◆ **TEXTE DU DOCUMENT**
______

Un berger inconsolable face aux effets du changement climatique |
La
présente analyse se propose de définir dans une première partie les notions de
changements climatiques et de sécurité alimentaire, ensuite, discuter des
implications des changements climatiques sur la sécurité alimentaire. Quelques
pistes de solutions permettront de mieux se projeter vers l’avenir.
Définitions des concepts
L’article
1er de la Convention cadre des Nations-Unies sur les changements
climatiques (CCNUC), adoptée au cours du Sommet de la Terre de
Rio de Janeiro en 1992, définit
les changements climatiques comme « des changements de climat qui sont
attribués directement ou indirectement à une activité humaine altérant la
composition de l'atmosphère mondiale et qui viennent s'ajouter à la variabilité
naturelle du climat observée au cours de périodes comparables ». Les changements
sont d’origines diverses : ils proviennent des processus intrinsèques à la
terre, d’influences extérieures (soleil) ou de l’action directe de l’Homme. Ce
phénomène constitue l’un des plus grands défis de l’histoire de l’humanité. Lors
de son allocution au Sommet Mondial des entreprises en 2009, Ban-Ki-Moon, Secrétaire
Général de l’ONU, déclara que :
« Le
changement climatique influe sur tous les aspects de la société, de la santé de
l’économie mondiale à la santé de nos enfants. Il a une incidence sur l’eau qui
alimente nos puits et coule de nos robinets, sur la nourriture que nous
consommons (...). En bref, il se trouve au cœur de tous les grands défis aujourd'hui ». (PAM,
2010)[1].
Les
changements climatiques affectent surtout les populations vulnérables et plus
particulièrement celles des pays du Sud. Ceci serait dû à un manque de
ressources financières, de mains d’œuvre qualifiées, de connaissances et de technologies adéquates.

______

◆ **ENTRÉES FOURNIES**

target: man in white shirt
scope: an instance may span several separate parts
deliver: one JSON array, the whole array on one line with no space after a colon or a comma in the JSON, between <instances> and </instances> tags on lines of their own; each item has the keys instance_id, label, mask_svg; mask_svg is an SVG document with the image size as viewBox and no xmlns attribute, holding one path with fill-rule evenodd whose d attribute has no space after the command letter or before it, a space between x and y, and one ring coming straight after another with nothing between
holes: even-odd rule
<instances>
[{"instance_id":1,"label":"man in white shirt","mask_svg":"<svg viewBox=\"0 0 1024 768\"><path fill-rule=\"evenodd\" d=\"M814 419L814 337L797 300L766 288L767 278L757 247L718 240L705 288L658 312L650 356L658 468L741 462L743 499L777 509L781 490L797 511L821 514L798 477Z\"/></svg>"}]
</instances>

______

◆ **OBJECTIF 1**
Traduisez en anglais la phrase suivante, tirée du texte sur les changements climatiques : « Ce phénomène constitue l'un des plus grands défis de l'histoire de l'humanité. »
◆ **OBJECTIF 2**
Poursuivez le texte sur les changements climatiques et la sécurité alimentaire après sa dernière phrase.
Les entrées n'ont aucun lien avec le texte du document.

◆ **RÉPONSE RÉDIGÉE 1**
This phenomenon is one of the greatest challenges in the history of humanity.

◆ **RÉPONSE RÉDIGÉE 2**
Ce
nouvel aléa a été l’amplificateur de nombreux maux telle que l’insécurité
alimentaire. Ce dernier a été mentionné pour la première fois lors de la Conférence
mondiale sur l’alimentation de 1974, faisant suite à la crise alimentaire
mondiale donc la cause fut l’envolée des prix (Bricas, 2008). C’est une notion
qui a évolué avec le temps. En 1996, l’hors de la rencontre sur le sommet
mondiale de l’alimentation, l’Organisation de l’Agriculture et l’Alimentation
des Nations Unis (FAO) a consacré à la sécurité alimentaire, la définition suivante
: « la sécurité alimentaire existe lorsque tous les êtres humains ont, à tout
moment, un accès physique et économique à une nourriture suffisante, saine et
nutritive leur permettant de satisfaire leurs besoins énergétiques et leurs
préférences alimentaires pour mener une vie saine et active ».
Quatre
caractéristiques majeures se dégagent de cette
définition : (i) la disponibilité de la nourriture en quantité suffisante;
(ii) la stabilité de l’approvisionnement ; (iii) l’accessibilité physique et
économique des denrées, et (iv) la qualité nutritionnelle. L’ensemble de ces
caractéristiques doivent être vérifiées afin de qualifier d’un pays d’être en
situation de sécurité alimentaire. Ce qui dans la plus part des cas, reste
assez difficile au vu des conséquences que peut avoir les changements
climatiques sur cette dernière.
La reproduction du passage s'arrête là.